Low-skill immigrants become low-paid workers, if they get a job. Welfare and transfer payments are now so voluminous that a low-paid worker who arrives in their 20s and lives to 80 will receive more than £500,000 more from the government than they will pay in taxes. Because Britain’s mass immigration has skewed towards low-skilled immigrants, this will cost the state hundreds and hundreds of billions of pounds over the decades.
If the current high rate of immigration continues, and the current low British birthrate that is partly a consequence of the cost of housing and the shortage of services continues, then a decade from now one quarter of Britain’s population will be born overseas.
Britain then becomes less a nation and more just a place where a lot of disconnected people live.
Says Tugendhat: “We (Conservatives) promised low immigration and delivered the reverse. It was a huge failure. You simply can’t run the levels of migration we’re running and maintain the welfare state and our level of prosperity.”

::::::::

Work task 1: Decide whether each statement below agrees with the immigration excerpt, answering yes or no and quoting the deciding words. (a) A low-paid worker who arrives in their 20s and lives to 80 will get more than £500,000 more from the government than they pay in taxes. (b) If current trends hold, half of Britain's population will be born overseas within a decade. (c) Tugendhat says the Conservatives delivered the low immigration they promised.
Work task 2: Carry on the immigration excerpt from where it stops.

[Records drawn from a dataset]
::::::::

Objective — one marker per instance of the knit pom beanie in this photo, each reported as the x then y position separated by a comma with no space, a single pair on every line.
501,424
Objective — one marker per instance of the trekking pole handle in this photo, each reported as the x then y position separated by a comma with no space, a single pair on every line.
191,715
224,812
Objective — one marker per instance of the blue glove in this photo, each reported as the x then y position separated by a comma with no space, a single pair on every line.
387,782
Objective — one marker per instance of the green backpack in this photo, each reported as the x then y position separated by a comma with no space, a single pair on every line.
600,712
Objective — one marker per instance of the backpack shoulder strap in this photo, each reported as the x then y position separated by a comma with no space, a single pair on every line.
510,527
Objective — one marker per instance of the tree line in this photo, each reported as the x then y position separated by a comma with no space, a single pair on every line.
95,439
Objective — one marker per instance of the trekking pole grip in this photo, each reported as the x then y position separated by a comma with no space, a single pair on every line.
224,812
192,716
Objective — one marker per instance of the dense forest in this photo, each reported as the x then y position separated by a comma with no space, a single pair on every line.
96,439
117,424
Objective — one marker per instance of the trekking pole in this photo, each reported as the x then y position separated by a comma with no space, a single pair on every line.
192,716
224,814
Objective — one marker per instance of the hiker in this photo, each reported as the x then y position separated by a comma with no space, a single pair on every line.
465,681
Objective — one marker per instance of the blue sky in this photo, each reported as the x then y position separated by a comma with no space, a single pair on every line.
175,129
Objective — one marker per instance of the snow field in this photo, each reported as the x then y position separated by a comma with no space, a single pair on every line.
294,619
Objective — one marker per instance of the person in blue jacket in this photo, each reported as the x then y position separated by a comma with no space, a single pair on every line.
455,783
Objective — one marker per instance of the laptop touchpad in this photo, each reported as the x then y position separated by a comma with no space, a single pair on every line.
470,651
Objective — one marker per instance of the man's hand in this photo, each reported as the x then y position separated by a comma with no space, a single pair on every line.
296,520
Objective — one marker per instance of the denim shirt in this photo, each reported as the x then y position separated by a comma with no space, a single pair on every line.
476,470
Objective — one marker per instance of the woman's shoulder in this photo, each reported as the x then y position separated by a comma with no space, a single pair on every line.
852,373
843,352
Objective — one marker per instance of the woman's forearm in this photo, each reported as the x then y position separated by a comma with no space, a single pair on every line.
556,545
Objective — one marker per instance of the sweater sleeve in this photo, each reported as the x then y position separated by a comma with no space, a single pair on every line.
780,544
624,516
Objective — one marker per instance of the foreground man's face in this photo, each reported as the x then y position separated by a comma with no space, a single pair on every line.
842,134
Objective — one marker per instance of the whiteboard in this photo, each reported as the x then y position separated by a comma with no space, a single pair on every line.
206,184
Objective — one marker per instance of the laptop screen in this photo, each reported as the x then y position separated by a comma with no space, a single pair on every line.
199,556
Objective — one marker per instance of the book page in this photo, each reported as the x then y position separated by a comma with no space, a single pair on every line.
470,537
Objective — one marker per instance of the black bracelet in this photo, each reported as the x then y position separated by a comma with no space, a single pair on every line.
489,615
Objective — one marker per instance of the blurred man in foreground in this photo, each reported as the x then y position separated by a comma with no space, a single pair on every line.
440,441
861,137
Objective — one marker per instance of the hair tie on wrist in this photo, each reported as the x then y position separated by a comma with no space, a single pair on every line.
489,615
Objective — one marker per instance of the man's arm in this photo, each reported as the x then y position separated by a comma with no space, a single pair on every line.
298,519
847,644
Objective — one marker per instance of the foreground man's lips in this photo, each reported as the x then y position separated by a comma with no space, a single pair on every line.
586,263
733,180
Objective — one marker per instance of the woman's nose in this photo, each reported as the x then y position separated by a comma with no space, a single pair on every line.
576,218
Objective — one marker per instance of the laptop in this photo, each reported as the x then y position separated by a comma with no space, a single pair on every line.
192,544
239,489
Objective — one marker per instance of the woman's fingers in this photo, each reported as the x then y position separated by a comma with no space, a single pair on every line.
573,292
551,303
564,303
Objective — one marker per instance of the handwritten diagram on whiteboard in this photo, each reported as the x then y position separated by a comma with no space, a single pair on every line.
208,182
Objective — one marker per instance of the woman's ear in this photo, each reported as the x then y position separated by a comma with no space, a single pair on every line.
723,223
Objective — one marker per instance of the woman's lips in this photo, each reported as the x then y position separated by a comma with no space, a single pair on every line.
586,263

::::::::

Output 1:
(a) Yes: "a low-paid worker who arrives in their 20s and lives to 80 will receive more than £500,000 more from the government than they will pay in taxes"
(b) No: "a decade from now one quarter of Britain’s population will be born overseas"
(c) No: "We (Conservatives) promised low immigration and delivered the reverse."

Output 2:
I discuss these issues with another thoughtful conservative, Jacob Rees-Mogg. Also a cabinet minister under Johnson, Rees-Mogg lost his seat at the 2024 election. He comes from a different wing of his party from Tugendhat. They are two of the most thoughtful and competent politicians I’ve met anywhere. Rees-Mogg is also surely the most unfailingly courteous. I speak to him in his well-lived-in but quite charming London home, sitting in front of a large bookcase that houses the complete works of PG Wodehouse and seemingly endless editions of Wisden Almanacks.
Rees-Mogg stresses that he has no criticism, indeed much admiration, of most of the people who’ve come to Britain but, like Tugendhat, says the number is simply way too high. This reflects, as he tells it, a series of British government mistakes going back decades.
As far back as Tony Blair’s prime ministership, the British bureaucracy vastly underestimated the number of permanent migrants who would come to Britain, especially from newly admitted EU states.
Then after Covid there was a mistaken fear in government of a huge shortage of workers. As others have pointed out, the subsequent surge in migration meant that neither business nor government made the necessary effort to get Brits back to work.
Instead they just shipped in migrants, especially for low-paid work in the care economy.
“Treasury thought the economy grew through immigration,” Rees-Mogg says. “That’s false.” Instead, he believes, the result is often a decline in per capita income. Britain this week just avoided a technical recession by recording 0.1 per cent of economic growth in the last quarter. But it is in a per capita recession, two quarters of declining per capita income. Australia has in recent years experienced per capita recession as well.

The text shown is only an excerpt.